──────── RAW DATA ────────

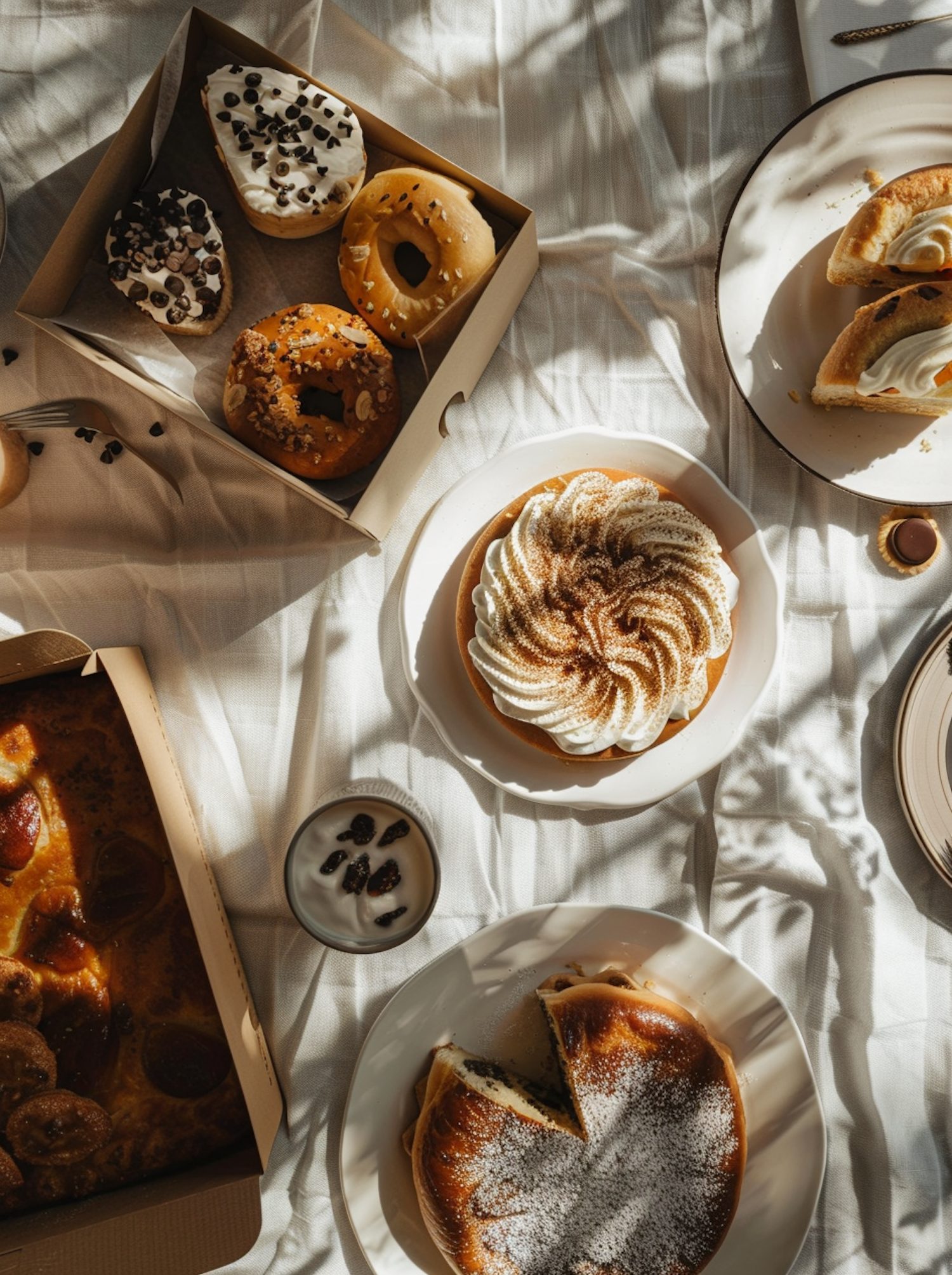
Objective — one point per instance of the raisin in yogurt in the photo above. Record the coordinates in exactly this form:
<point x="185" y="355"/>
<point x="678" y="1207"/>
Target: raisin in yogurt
<point x="361" y="872"/>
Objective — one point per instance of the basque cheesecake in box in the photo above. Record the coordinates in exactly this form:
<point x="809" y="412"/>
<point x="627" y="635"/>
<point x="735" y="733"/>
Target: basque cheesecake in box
<point x="138" y="1103"/>
<point x="287" y="272"/>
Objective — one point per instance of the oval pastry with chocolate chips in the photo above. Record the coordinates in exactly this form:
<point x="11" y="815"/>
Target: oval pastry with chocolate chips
<point x="896" y="355"/>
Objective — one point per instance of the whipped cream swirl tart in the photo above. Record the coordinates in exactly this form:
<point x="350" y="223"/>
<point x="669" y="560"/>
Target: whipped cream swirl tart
<point x="896" y="355"/>
<point x="594" y="615"/>
<point x="902" y="232"/>
<point x="293" y="152"/>
<point x="165" y="253"/>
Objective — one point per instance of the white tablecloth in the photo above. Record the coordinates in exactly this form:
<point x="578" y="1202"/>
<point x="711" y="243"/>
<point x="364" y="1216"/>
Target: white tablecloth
<point x="270" y="630"/>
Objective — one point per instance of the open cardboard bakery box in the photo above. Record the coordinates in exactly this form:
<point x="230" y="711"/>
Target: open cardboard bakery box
<point x="166" y="140"/>
<point x="198" y="1218"/>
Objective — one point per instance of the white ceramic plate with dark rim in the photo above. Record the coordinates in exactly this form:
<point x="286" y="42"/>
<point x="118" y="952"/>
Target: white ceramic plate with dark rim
<point x="923" y="754"/>
<point x="777" y="314"/>
<point x="439" y="679"/>
<point x="480" y="995"/>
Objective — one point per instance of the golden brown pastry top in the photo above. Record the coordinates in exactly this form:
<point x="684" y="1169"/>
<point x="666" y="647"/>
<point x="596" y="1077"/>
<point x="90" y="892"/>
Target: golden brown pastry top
<point x="645" y="1184"/>
<point x="101" y="967"/>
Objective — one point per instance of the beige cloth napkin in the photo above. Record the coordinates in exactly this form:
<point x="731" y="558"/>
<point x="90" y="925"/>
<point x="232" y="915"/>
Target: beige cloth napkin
<point x="834" y="67"/>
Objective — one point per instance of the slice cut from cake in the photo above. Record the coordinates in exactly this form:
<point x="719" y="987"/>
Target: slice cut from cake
<point x="642" y="1178"/>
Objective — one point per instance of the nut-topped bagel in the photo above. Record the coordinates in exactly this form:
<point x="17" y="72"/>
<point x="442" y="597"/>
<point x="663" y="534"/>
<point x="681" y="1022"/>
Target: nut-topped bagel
<point x="412" y="244"/>
<point x="896" y="355"/>
<point x="639" y="1173"/>
<point x="904" y="231"/>
<point x="314" y="391"/>
<point x="593" y="615"/>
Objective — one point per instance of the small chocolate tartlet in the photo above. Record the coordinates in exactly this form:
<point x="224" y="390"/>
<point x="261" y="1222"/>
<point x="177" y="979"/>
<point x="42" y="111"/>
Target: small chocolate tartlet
<point x="165" y="253"/>
<point x="909" y="540"/>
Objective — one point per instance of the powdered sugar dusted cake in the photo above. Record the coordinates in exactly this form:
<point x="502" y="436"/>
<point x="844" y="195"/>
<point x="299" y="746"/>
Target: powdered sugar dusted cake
<point x="639" y="1175"/>
<point x="594" y="615"/>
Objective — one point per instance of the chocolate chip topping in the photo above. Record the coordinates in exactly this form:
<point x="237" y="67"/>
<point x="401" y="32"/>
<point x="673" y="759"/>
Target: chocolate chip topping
<point x="913" y="541"/>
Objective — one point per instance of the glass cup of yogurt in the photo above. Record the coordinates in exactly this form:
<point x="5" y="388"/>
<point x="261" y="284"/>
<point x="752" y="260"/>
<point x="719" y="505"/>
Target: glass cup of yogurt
<point x="361" y="872"/>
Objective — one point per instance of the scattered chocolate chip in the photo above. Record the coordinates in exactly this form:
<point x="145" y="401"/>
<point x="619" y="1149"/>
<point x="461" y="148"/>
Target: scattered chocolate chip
<point x="394" y="833"/>
<point x="333" y="862"/>
<point x="389" y="917"/>
<point x="385" y="879"/>
<point x="361" y="832"/>
<point x="357" y="875"/>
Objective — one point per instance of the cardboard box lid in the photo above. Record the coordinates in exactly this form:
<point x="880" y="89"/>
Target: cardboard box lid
<point x="453" y="369"/>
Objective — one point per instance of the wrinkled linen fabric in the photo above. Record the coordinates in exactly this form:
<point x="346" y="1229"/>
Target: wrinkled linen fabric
<point x="270" y="630"/>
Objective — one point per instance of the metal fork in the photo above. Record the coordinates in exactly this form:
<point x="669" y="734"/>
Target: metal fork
<point x="81" y="415"/>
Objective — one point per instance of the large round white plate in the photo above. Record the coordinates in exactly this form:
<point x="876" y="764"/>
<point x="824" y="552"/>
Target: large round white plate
<point x="480" y="995"/>
<point x="439" y="679"/>
<point x="923" y="754"/>
<point x="779" y="315"/>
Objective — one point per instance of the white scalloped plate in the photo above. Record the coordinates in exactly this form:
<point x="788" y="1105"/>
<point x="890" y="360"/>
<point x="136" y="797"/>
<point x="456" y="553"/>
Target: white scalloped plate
<point x="439" y="679"/>
<point x="481" y="996"/>
<point x="922" y="754"/>
<point x="777" y="314"/>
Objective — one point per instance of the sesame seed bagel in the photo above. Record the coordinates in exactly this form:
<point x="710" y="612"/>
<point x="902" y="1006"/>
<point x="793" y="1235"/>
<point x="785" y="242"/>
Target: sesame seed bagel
<point x="412" y="244"/>
<point x="314" y="391"/>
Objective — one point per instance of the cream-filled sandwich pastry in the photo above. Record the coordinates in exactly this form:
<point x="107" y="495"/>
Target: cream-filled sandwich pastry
<point x="293" y="152"/>
<point x="594" y="615"/>
<point x="637" y="1171"/>
<point x="896" y="355"/>
<point x="902" y="232"/>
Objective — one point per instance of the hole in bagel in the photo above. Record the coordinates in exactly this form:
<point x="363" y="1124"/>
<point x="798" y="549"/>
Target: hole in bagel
<point x="411" y="263"/>
<point x="314" y="401"/>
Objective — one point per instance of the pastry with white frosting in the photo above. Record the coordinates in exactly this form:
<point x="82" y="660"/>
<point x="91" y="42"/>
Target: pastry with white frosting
<point x="902" y="232"/>
<point x="594" y="615"/>
<point x="165" y="253"/>
<point x="293" y="152"/>
<point x="896" y="355"/>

────────

What the records say must be written out exactly, with none of their pictures.

EXPECTED ANSWER:
Objective — one point per instance of the raisin in yogurt in the photo above. Record the coordinates in exactly this form:
<point x="185" y="355"/>
<point x="678" y="1207"/>
Target: raisin in yogurt
<point x="361" y="872"/>
Objective — one point per instance of the basque cheesecake in box in the photo above. Record the coordinates in exactly this form:
<point x="809" y="412"/>
<point x="627" y="635"/>
<point x="735" y="733"/>
Target: basque cheesecake in box
<point x="138" y="1103"/>
<point x="287" y="272"/>
Objective — one point per instance of the oval pastry with chocolate chips in the photo above. Record the coordinates in exactly this form:
<point x="11" y="815"/>
Target: oval pastry with chocolate chips
<point x="896" y="355"/>
Objective — one point per instance of the whipped cream swirl tart in the photo above. Record the coordinates in exactly this form:
<point x="350" y="223"/>
<point x="669" y="560"/>
Target: whipped cream swirl tart
<point x="896" y="355"/>
<point x="594" y="615"/>
<point x="902" y="232"/>
<point x="293" y="152"/>
<point x="165" y="253"/>
Objective — one point per instance of the white tablecloth in the photo above. Record the coordinates in exactly this form:
<point x="578" y="1202"/>
<point x="711" y="243"/>
<point x="364" y="1216"/>
Target: white tablecloth
<point x="270" y="630"/>
Objective — one point per instance of the open cardboard bakery box in the photo above. Record the coordinates in exactly this form:
<point x="230" y="711"/>
Target: open cardboard bakery box
<point x="166" y="140"/>
<point x="198" y="1218"/>
Objective — one point per instance of the white ceramic plate with dark rim in the photo above. Record the coordinates in exactly this form:
<point x="286" y="42"/>
<point x="118" y="952"/>
Target: white ceramic plate with dark rim
<point x="923" y="754"/>
<point x="777" y="314"/>
<point x="439" y="679"/>
<point x="480" y="995"/>
Objective — one point per instance of the golden brown pastry top in the photo above. Record the coordinates in exactly this form:
<point x="684" y="1169"/>
<point x="666" y="647"/>
<point x="596" y="1077"/>
<point x="90" y="892"/>
Target: golden brown pastry top
<point x="645" y="1184"/>
<point x="101" y="967"/>
Objective — one point per instance of the beige cloth napkin in the photo above. Record the coordinates in exactly this form:
<point x="731" y="558"/>
<point x="90" y="925"/>
<point x="232" y="915"/>
Target: beige cloth napkin
<point x="834" y="67"/>
Objective — one point per instance of the slice cut from cake in the photo above. Record the coordinates in exactly this form:
<point x="719" y="987"/>
Target: slice cut from cake
<point x="642" y="1178"/>
Objective — one point per instance of the nut-topped bagel in the photo above. Record the coordinates in exactly this form:
<point x="17" y="72"/>
<point x="442" y="597"/>
<point x="663" y="534"/>
<point x="681" y="1022"/>
Target: nut-topped bagel
<point x="412" y="244"/>
<point x="896" y="355"/>
<point x="639" y="1173"/>
<point x="904" y="231"/>
<point x="314" y="391"/>
<point x="593" y="615"/>
Objective — one point per instance of the small chocolate tartlet in the photo above. Record the coordinates in exactly this form:
<point x="224" y="390"/>
<point x="261" y="1222"/>
<point x="177" y="979"/>
<point x="42" y="111"/>
Target: small chocolate tartlet
<point x="165" y="253"/>
<point x="909" y="540"/>
Objective — one point per instance of the powdered sugar dusted cake in the photo above. Record the coordinates in exactly this form:
<point x="502" y="436"/>
<point x="844" y="195"/>
<point x="299" y="746"/>
Target: powdered sugar dusted cake
<point x="639" y="1175"/>
<point x="594" y="615"/>
Objective — one point per instance of the chocolate chip topping in the photo above. Record the coordinates in exactly this form:
<point x="237" y="67"/>
<point x="401" y="32"/>
<point x="673" y="759"/>
Target: chocolate chip topping
<point x="913" y="541"/>
Objective — one point per instance of the glass cup of yogurt in the photo above. Record the coordinates in exactly this form:
<point x="5" y="388"/>
<point x="261" y="284"/>
<point x="752" y="260"/>
<point x="719" y="505"/>
Target: glass cup of yogurt
<point x="361" y="872"/>
Objective — one point per instance of the scattered chocolate chip in the photo above. Record the coordinates in exactly this form:
<point x="145" y="401"/>
<point x="619" y="1149"/>
<point x="461" y="148"/>
Target: scattered chocolate chip
<point x="394" y="833"/>
<point x="333" y="862"/>
<point x="389" y="917"/>
<point x="385" y="879"/>
<point x="361" y="832"/>
<point x="357" y="875"/>
Objective — one point per instance of the cardboard box lid in the photo above. Record the coordinates in exactly this form:
<point x="880" y="89"/>
Target: cardboard box lid
<point x="453" y="369"/>
Objective — one point per instance of the wrinkled linen fabric in the photo above. Record the coordinates in exactly this form:
<point x="346" y="1229"/>
Target: wrinkled linen fabric
<point x="270" y="630"/>
Objective — one point per instance of the metal fork in the photo above. Record the coordinates in exactly this form:
<point x="669" y="734"/>
Target: metal fork
<point x="81" y="415"/>
Objective — one point per instance of the large round white plate in the photo above. Record the coordinates in exactly this form:
<point x="876" y="764"/>
<point x="824" y="552"/>
Target: large round white plate
<point x="480" y="995"/>
<point x="439" y="679"/>
<point x="923" y="754"/>
<point x="779" y="315"/>
Objective — one point per instance of the white scalloped plate in the photo above. Record the coordinates in exactly this form:
<point x="788" y="1105"/>
<point x="890" y="360"/>
<point x="136" y="797"/>
<point x="456" y="553"/>
Target: white scalloped plate
<point x="439" y="679"/>
<point x="481" y="996"/>
<point x="922" y="754"/>
<point x="777" y="314"/>
Objective — one point per instance of the sesame seed bagel in the photo above. Record the coordinates in exactly this form:
<point x="710" y="612"/>
<point x="902" y="1006"/>
<point x="793" y="1235"/>
<point x="785" y="242"/>
Target: sesame seed bagel
<point x="412" y="244"/>
<point x="314" y="391"/>
Objective — one point per instance of the cream-filled sandwich pastry in the photo above. Record the coordinates in exactly this form:
<point x="107" y="495"/>
Target: cream-filled sandwich pastry
<point x="293" y="152"/>
<point x="594" y="615"/>
<point x="637" y="1171"/>
<point x="896" y="355"/>
<point x="902" y="232"/>
Objective — one point per instance of the hole in bagel in the photo above. Record the coordinates in exactly this form:
<point x="363" y="1124"/>
<point x="798" y="549"/>
Target: hole in bagel
<point x="411" y="263"/>
<point x="314" y="401"/>
Objective — one point per instance of the pastry with white frosting in the photo above. Record the coordinates in exactly this form:
<point x="82" y="660"/>
<point x="91" y="42"/>
Target: pastry with white frosting
<point x="902" y="232"/>
<point x="594" y="615"/>
<point x="165" y="253"/>
<point x="293" y="152"/>
<point x="896" y="355"/>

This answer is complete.